* Short exercise 1 *
In the piece on Ulster Protestants below, list every example the commenter gives of the firebrands who are often used to represent Northern Ireland Protestants.

— Begin Reading passage —

A war of words is currently raging between catholics and protestants over the right of Protestants and Orangemen to march in Belfast to mark The Ulster Covenant Centenary.
This is taking place against a backdrop to a serious debate about how Catholics and Protestants are going to come to terms with living ‘in a normal integrated society.’
Is this a utopian aspiration?
In an exposition on Ulster Protestants in his 1991 publication ‘Faith and Faction’ Maurice Irvine penned these words:
‘While there are numerous obstacles to the dissolution of this communal division and to the growth of a normal integrated society in Northern Ireland, it is evident that the decisive one, that to which all others are subordinate, is the deep-seated hostility permeating the Protestant community to the Roman Catholic ethos.
While it is not contested that there are some reasonable grounds for disquiet, it is argued that the virulence and intensity of the sentiment in the Ulster psyche is far beyond anything that can be justified by events in the past or by the present sociological realities.
This neurotic fear can probably not be eradicated or moderated by anything the Irish Catholic community can do; its irrationality renders it impervious to outside influence. Its removal, if this is ever to come about, must derive from within the Protestant community itself.’
Do you recognise yourself?
14 Comments
No I don’t recognise myself. I am from a Protestant background, I’m not religious but I was brought up in the Church of Ireland, like the majority of Protestants in the province. Quite often when Northern Ireland Protestants are spoken about it is the firebrands that are used as examples, the religious fundamentalists; Paisleyites, creationists etc. It is they who those words spoken by Maurice Irvine relate too.

— End Reading passage —
— Begin Record list —

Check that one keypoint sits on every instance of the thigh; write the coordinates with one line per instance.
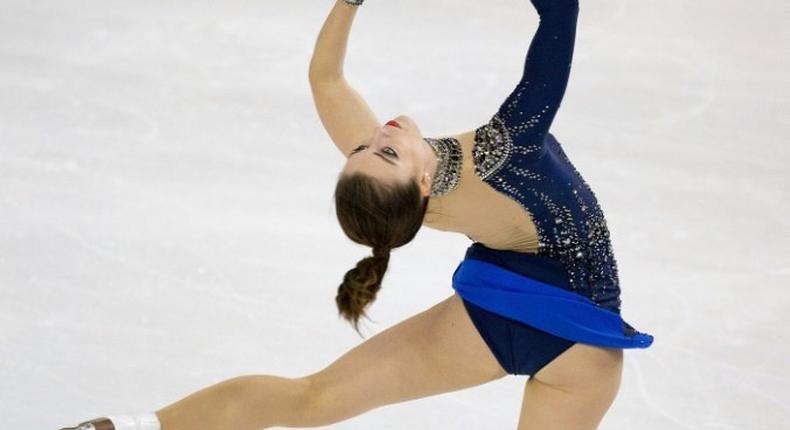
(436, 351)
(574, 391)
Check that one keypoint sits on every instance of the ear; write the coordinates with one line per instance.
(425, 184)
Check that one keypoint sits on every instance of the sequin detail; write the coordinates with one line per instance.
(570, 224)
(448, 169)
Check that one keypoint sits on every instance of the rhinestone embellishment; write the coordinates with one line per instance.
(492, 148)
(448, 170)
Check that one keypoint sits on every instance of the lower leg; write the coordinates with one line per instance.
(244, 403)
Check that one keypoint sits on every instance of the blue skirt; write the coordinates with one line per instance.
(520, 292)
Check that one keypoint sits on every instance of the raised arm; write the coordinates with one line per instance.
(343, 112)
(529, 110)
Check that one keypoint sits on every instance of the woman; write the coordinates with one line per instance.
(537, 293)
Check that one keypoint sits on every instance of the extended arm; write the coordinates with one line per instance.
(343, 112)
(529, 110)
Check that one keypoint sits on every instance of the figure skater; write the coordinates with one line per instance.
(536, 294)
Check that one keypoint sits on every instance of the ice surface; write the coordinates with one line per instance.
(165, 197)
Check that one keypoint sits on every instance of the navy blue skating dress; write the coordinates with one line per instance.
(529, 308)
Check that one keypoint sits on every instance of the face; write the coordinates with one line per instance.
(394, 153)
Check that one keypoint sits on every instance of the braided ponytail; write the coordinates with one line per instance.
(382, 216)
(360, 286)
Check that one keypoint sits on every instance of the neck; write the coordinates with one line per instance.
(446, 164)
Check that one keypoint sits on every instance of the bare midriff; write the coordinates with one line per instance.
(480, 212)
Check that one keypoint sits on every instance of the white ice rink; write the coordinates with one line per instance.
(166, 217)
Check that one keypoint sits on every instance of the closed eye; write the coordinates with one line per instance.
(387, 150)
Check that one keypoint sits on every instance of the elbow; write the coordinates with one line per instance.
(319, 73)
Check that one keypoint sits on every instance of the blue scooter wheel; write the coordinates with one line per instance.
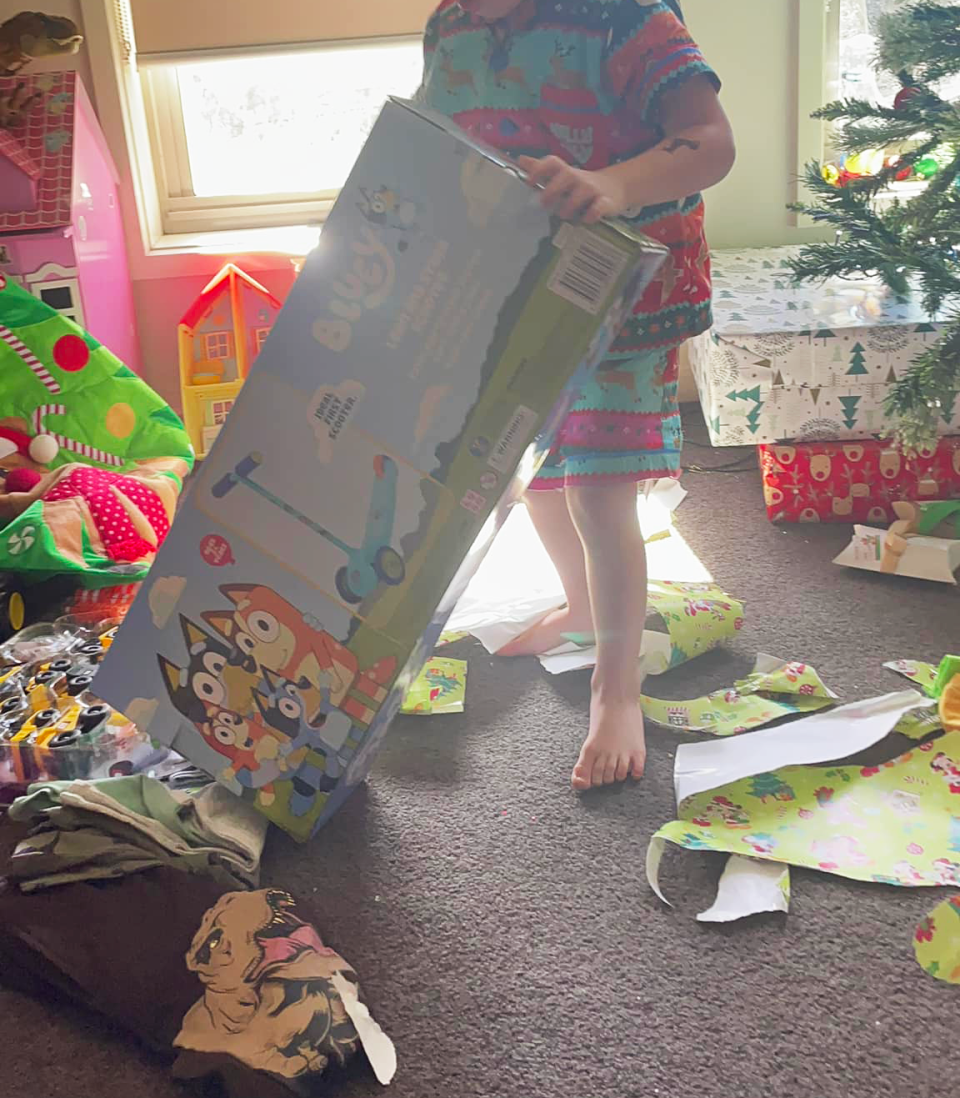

— End Record list —

* Short exercise 2 *
Switch "keypoint" to "marker" in the records across the stretch from the line containing "Check that one keypoint sits on every instance of the neck;" through the end of the records, changing nothing else. Give only that stretch, and leave the pictures out.

* Complete answer 1 *
religious fundamentalists
Paisleyites
creationists

* Complete answer 2 *
Check that one marker sits on every instance of the neck; write the coordinates with one line per instance.
(446, 164)
Check that one marker sits on every instance of the bare midriff; write the coordinates with one line per instance.
(480, 212)
Check that one marker sits on every instance of the white ice rink; write the coordinates with one line per instance.
(166, 217)
Check that one marker sits on every instance of the closed eye; write the coordinates with one line per instance.
(387, 150)
Check that one marker sits on every instance of the elbow; write the coordinates with one line per instance.
(319, 73)
Check that one marker sits on every instance of the blue scooter wheel; write the coordinates with one line per instance.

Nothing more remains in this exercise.